- **What needs to be done**
Reproduce verbatim the stretch of rows from the line containing "Practice step: put one dot on every instance of the pink" through the final row, and nothing else.

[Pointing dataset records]

--- --- ---

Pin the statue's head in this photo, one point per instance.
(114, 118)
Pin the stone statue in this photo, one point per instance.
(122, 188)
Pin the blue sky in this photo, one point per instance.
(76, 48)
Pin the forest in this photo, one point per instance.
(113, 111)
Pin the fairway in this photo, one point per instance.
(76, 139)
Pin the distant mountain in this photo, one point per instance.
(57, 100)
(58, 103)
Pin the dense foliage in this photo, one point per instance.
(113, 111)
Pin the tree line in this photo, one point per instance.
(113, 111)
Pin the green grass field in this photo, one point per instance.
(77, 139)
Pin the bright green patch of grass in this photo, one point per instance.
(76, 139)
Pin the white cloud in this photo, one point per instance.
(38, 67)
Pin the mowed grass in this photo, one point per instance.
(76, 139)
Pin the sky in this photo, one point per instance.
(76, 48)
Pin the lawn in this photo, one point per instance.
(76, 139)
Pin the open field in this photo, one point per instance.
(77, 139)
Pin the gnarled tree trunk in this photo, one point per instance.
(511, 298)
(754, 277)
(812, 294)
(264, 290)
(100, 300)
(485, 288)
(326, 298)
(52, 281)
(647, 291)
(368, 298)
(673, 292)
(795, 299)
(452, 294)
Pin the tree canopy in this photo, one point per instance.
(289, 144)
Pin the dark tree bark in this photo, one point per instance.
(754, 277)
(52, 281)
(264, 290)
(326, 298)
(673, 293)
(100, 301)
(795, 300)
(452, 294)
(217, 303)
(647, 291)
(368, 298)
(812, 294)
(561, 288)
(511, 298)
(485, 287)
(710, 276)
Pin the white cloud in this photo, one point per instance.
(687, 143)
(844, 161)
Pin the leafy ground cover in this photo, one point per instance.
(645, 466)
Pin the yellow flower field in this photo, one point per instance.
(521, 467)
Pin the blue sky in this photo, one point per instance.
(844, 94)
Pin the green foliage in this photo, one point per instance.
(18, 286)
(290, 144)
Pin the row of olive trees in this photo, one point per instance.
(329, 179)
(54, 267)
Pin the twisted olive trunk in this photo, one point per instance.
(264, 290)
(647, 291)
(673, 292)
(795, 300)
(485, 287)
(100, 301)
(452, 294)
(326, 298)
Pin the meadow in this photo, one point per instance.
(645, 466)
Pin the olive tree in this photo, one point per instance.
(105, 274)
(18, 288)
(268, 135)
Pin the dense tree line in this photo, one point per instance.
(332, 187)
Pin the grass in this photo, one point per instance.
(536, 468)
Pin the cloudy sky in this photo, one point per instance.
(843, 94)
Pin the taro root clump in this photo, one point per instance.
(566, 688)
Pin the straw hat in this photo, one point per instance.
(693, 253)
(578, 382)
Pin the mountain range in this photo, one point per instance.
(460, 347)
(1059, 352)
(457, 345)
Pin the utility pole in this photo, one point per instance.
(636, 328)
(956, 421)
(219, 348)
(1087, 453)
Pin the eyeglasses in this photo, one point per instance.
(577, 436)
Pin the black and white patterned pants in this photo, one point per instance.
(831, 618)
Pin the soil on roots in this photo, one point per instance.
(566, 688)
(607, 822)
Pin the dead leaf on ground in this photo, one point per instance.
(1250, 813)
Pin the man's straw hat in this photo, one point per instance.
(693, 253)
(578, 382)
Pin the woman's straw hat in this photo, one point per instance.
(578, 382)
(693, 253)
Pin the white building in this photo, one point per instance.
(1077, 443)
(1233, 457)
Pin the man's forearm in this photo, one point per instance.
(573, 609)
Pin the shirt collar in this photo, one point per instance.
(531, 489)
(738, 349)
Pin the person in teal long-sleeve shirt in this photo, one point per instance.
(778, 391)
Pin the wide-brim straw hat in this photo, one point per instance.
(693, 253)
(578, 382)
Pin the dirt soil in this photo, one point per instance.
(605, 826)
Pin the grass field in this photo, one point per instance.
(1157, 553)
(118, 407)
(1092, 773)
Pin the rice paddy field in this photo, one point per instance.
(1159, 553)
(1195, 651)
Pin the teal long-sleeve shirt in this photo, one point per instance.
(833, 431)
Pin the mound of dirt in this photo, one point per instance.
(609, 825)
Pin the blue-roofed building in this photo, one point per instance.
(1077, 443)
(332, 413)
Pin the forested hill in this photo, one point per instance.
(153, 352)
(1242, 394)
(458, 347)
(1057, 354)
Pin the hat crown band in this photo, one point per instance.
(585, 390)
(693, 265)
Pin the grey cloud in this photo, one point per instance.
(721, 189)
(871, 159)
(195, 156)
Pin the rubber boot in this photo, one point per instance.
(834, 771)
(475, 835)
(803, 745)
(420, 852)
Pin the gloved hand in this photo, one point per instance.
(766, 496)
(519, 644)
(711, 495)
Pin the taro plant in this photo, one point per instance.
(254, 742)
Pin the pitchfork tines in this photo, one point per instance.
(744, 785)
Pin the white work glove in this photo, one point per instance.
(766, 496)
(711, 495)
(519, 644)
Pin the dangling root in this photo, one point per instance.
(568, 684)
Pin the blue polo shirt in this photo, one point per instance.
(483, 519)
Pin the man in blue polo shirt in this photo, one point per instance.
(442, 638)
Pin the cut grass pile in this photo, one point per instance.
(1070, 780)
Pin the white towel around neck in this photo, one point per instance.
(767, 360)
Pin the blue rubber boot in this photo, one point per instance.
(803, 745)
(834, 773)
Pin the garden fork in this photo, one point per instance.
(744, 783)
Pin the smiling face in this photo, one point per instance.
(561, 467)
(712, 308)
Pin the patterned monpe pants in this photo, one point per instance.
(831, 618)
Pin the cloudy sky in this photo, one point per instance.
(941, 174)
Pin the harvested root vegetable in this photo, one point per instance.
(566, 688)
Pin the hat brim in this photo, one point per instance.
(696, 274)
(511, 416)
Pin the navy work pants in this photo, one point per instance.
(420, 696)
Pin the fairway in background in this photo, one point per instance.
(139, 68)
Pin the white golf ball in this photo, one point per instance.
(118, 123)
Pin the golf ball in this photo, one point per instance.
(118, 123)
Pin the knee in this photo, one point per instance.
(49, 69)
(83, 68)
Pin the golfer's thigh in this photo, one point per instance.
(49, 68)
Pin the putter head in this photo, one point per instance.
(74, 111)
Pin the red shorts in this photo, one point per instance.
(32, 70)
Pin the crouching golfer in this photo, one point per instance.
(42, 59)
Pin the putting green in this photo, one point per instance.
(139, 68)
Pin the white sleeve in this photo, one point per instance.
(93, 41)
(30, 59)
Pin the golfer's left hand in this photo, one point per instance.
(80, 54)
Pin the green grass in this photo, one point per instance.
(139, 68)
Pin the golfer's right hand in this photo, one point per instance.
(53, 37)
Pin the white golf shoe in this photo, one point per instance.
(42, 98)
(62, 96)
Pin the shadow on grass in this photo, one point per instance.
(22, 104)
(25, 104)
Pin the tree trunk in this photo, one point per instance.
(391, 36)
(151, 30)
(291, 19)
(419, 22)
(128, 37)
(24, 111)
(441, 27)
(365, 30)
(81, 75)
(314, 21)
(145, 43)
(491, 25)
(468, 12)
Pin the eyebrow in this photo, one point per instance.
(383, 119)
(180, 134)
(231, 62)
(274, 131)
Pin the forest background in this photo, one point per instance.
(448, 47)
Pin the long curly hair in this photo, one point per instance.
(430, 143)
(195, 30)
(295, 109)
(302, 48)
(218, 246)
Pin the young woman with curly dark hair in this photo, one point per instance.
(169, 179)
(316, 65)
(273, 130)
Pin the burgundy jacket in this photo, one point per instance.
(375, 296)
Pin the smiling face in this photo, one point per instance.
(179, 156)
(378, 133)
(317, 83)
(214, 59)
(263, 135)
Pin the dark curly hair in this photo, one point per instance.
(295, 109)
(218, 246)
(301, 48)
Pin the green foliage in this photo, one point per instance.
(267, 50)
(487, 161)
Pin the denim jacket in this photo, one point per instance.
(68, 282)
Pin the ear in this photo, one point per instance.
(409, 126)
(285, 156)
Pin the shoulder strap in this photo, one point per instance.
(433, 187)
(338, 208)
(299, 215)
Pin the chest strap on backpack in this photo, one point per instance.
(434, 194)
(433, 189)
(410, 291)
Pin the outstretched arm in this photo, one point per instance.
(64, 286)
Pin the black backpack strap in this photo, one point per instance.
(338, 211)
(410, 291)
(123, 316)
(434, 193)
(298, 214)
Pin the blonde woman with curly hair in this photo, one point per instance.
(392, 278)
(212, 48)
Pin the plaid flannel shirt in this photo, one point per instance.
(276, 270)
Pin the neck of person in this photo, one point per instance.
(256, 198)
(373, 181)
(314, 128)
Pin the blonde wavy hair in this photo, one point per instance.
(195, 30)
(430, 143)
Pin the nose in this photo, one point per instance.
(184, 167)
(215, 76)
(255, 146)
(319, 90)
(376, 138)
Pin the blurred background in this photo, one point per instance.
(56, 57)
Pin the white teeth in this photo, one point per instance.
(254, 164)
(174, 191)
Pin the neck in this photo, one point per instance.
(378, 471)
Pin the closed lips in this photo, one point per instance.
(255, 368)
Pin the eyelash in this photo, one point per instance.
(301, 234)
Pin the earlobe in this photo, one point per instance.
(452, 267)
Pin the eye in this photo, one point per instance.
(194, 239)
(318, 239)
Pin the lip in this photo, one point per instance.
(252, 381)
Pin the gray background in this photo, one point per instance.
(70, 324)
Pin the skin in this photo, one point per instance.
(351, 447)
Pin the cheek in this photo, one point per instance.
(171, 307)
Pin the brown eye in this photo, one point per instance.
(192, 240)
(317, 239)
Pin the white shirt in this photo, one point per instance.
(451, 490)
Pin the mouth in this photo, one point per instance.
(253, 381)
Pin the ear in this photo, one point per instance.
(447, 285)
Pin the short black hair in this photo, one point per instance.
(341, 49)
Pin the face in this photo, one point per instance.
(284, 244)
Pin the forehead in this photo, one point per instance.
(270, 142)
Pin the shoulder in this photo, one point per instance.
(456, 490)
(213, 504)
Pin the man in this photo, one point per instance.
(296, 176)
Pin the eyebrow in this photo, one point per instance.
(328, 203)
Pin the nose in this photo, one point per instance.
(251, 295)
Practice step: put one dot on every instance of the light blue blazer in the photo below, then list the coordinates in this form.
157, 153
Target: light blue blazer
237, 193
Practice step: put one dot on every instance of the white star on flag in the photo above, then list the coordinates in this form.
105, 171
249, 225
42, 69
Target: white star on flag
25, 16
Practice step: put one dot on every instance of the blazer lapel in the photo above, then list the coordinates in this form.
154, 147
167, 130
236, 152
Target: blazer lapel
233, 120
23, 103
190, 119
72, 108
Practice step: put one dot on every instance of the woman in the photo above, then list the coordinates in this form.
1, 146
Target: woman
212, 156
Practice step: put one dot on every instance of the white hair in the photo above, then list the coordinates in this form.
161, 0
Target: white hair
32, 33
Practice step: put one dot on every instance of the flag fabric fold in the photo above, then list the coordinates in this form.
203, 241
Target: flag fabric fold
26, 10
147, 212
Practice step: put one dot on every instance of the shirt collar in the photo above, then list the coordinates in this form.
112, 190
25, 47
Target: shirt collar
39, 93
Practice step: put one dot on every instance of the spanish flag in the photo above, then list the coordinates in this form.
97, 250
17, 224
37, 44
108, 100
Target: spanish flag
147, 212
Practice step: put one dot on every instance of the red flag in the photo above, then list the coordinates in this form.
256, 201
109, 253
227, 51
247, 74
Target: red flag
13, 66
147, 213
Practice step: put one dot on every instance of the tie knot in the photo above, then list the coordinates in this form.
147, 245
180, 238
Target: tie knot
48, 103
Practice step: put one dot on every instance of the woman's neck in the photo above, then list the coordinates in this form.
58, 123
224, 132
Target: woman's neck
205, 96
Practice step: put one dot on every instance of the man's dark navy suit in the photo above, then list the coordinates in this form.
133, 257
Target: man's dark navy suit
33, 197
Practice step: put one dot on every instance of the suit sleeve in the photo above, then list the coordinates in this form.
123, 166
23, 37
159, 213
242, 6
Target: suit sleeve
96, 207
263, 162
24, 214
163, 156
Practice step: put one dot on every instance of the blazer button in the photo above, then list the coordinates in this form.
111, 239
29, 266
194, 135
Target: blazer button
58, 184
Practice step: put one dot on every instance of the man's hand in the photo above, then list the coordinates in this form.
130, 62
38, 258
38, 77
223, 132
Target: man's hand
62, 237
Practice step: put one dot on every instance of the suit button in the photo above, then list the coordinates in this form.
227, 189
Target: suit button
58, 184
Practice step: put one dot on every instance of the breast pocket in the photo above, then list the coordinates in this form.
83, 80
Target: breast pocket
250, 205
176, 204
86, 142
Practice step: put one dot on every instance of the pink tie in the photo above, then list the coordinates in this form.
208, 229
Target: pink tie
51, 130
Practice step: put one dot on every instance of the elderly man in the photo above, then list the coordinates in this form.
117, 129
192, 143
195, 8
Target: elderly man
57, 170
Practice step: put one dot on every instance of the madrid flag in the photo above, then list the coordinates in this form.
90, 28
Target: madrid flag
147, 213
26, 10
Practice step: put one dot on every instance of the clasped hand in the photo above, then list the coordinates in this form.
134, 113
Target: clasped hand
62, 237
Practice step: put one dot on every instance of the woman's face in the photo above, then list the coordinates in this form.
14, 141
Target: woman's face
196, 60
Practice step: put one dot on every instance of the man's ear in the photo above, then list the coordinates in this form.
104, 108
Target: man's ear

--- --- ---

- **Exercise response**
Practice step: put one dot on every instance of the pink tie in the photo above, then list the coordinates in this form.
208, 229
Target: pink tie
51, 130
Practice step: put one dot on every instance of the elderly man in the photo above, then list the coordinates in this form.
117, 129
192, 143
195, 8
Target: elderly man
57, 170
Practice step: put one dot on every instance of the madrid flag in the photo above, then list the coordinates in this form.
90, 28
Target: madrid flag
147, 213
26, 10
Practice step: put one dot on every instance of the clasped hand in the photo above, then list the coordinates in this form.
134, 113
Target: clasped hand
62, 237
Practice step: put one dot on every instance of the woman's face in the photo above, then list the coordinates in this form.
14, 141
Target: woman's face
196, 60
Practice step: put one dot on every instance of the man's ear in the photo above, then list the coordinates in this form.
104, 108
Target: man's ear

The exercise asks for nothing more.